# [Aim of the exercise]
Pull out every line in the records below that contains the word "dense". Case counts.

# [Records for this exercise]
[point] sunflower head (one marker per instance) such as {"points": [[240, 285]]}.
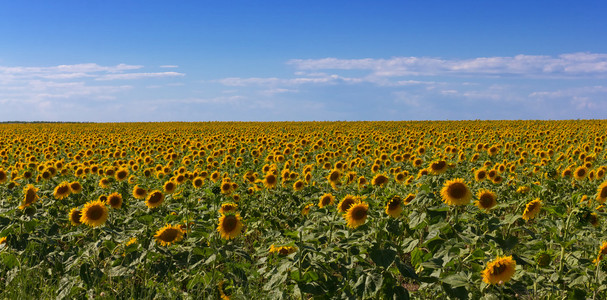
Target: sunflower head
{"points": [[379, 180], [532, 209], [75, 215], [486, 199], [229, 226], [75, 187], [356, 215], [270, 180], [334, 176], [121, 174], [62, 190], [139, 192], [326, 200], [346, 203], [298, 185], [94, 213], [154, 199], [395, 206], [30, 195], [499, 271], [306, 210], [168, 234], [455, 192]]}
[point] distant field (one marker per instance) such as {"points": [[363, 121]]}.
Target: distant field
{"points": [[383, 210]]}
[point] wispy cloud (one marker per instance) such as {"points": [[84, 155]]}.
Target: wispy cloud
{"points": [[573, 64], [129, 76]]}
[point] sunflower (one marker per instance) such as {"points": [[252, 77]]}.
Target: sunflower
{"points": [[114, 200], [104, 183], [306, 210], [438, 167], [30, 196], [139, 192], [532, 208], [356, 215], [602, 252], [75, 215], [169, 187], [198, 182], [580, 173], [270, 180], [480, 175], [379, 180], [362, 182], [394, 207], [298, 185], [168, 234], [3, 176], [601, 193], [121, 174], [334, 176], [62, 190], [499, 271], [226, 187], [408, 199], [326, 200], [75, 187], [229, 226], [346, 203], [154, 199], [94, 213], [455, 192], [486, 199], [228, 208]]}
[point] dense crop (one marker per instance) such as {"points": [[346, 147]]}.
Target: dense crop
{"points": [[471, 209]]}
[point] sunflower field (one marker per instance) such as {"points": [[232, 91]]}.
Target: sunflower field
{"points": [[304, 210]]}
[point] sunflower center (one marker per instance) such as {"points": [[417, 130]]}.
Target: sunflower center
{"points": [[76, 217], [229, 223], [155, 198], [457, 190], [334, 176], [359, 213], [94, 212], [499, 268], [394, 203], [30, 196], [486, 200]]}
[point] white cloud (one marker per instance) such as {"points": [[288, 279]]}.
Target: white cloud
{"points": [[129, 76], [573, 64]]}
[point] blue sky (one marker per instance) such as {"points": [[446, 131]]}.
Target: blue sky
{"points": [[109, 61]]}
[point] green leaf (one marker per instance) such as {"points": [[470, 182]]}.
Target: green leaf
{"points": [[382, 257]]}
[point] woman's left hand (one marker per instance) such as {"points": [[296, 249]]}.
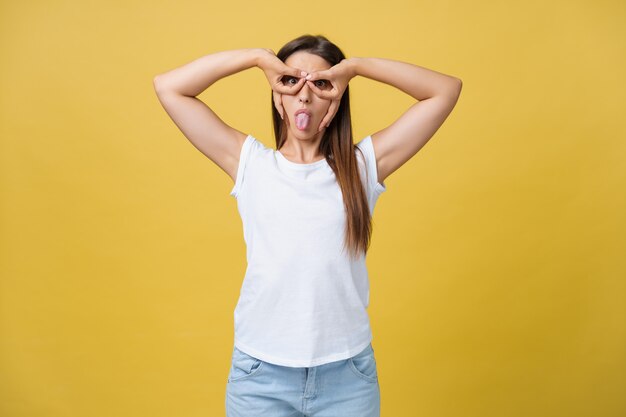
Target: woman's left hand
---
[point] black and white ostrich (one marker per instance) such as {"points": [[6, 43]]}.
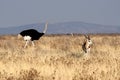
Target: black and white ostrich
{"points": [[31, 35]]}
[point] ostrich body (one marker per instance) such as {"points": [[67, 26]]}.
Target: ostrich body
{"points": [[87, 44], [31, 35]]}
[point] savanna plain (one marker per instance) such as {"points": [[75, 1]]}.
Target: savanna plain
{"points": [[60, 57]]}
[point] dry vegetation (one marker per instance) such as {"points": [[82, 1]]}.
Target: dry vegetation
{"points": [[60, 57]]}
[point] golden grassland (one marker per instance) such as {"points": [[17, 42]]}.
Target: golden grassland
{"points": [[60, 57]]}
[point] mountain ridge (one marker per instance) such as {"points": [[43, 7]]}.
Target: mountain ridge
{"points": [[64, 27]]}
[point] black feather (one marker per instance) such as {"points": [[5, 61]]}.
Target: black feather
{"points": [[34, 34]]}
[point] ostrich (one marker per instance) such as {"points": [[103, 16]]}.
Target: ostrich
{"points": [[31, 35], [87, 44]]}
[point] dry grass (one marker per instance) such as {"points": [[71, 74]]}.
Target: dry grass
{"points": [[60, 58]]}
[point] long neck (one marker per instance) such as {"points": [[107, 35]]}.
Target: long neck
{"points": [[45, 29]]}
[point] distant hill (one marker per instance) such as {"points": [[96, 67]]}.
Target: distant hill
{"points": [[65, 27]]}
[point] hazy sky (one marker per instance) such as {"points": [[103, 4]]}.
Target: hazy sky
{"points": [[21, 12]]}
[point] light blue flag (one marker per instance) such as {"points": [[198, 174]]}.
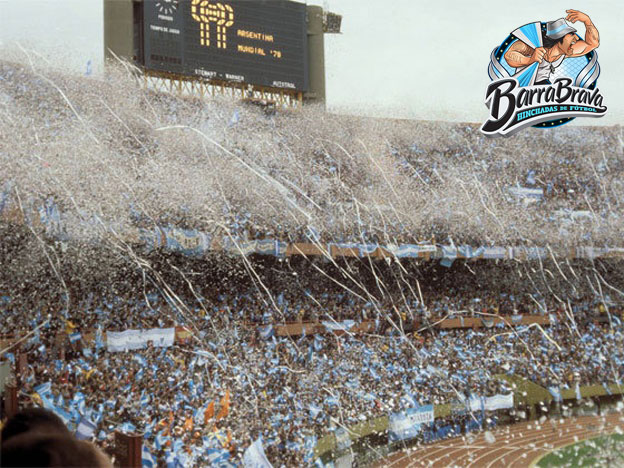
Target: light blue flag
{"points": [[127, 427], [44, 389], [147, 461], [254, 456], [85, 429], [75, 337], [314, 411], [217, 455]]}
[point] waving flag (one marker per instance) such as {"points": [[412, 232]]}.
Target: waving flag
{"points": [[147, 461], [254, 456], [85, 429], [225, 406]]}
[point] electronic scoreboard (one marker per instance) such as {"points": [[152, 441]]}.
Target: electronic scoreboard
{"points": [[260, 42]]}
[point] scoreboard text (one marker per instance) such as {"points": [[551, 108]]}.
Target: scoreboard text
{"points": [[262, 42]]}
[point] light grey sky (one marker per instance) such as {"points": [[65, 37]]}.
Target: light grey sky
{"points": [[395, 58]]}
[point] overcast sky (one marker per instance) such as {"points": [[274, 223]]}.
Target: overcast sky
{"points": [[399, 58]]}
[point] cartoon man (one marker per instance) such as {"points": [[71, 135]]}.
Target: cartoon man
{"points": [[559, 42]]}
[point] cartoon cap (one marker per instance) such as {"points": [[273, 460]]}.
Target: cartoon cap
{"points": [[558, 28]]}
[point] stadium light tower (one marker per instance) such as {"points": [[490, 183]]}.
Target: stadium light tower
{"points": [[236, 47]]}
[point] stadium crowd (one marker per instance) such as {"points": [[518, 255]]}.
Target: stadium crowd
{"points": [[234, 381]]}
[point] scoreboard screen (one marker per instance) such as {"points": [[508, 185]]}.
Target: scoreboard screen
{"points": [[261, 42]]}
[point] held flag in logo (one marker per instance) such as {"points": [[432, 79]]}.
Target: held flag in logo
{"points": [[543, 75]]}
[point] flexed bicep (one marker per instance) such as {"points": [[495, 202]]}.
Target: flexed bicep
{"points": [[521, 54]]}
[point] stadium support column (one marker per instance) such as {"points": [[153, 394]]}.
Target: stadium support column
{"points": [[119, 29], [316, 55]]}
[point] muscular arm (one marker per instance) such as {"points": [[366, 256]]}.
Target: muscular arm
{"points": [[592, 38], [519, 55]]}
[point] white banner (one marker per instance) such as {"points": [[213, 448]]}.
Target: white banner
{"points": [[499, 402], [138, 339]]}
---
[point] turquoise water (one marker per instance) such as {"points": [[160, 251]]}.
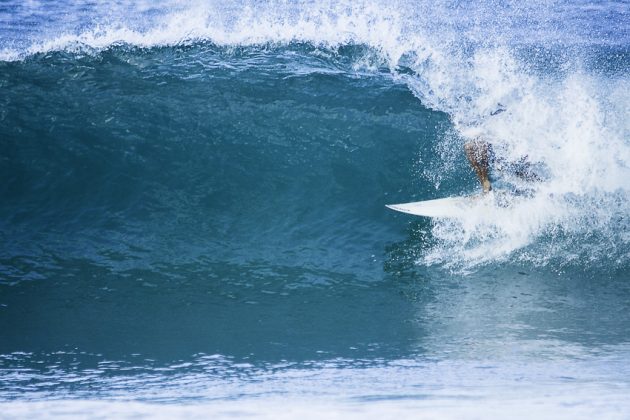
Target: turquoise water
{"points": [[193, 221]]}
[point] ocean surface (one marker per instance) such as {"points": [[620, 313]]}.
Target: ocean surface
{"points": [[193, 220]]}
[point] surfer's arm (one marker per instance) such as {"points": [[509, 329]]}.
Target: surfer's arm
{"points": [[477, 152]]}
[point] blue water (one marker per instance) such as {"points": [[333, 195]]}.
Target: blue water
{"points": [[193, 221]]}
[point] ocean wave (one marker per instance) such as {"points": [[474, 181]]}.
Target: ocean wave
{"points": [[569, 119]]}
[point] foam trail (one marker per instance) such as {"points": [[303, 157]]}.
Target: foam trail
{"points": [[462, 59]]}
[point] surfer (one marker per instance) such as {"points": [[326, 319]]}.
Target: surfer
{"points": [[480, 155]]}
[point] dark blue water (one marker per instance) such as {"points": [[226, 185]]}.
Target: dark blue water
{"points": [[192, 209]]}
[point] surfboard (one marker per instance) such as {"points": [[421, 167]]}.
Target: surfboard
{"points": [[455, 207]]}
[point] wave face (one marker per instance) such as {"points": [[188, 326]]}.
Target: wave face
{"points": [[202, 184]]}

# [Exercise response]
[point] dense crop (one marker per instance) such as {"points": [[346, 147]]}.
Target: dense crop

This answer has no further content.